== Task details ==
Work out how many lines of the listing hold "instance" and return that number by itself.
--- Data to examine Enclosed Below ---
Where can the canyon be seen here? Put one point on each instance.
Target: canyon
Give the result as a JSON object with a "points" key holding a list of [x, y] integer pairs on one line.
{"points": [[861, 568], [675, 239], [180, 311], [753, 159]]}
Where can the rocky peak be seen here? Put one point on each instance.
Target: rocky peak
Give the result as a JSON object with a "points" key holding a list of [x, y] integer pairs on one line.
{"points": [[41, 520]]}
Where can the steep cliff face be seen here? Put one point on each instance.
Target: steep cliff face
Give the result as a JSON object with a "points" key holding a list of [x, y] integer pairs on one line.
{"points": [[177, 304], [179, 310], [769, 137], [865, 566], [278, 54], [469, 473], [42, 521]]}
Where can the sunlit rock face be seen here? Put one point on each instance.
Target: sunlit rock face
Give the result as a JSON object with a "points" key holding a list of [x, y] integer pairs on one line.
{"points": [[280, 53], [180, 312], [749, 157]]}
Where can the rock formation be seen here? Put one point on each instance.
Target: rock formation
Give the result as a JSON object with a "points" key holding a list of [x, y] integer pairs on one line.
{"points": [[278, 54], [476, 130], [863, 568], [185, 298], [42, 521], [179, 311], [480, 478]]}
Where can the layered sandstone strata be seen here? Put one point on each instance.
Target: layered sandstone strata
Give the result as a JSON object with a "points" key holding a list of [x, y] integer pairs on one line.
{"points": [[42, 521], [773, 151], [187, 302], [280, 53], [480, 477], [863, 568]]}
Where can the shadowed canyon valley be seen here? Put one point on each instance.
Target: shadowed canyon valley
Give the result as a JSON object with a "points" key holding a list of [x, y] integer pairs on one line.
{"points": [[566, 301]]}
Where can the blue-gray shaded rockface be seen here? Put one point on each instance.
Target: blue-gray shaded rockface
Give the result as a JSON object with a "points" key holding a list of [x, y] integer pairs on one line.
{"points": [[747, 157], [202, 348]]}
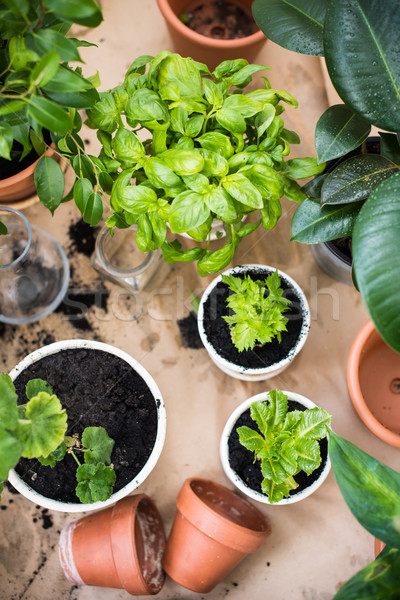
--- End of Enclosed Data to examine ---
== Output of the task ==
8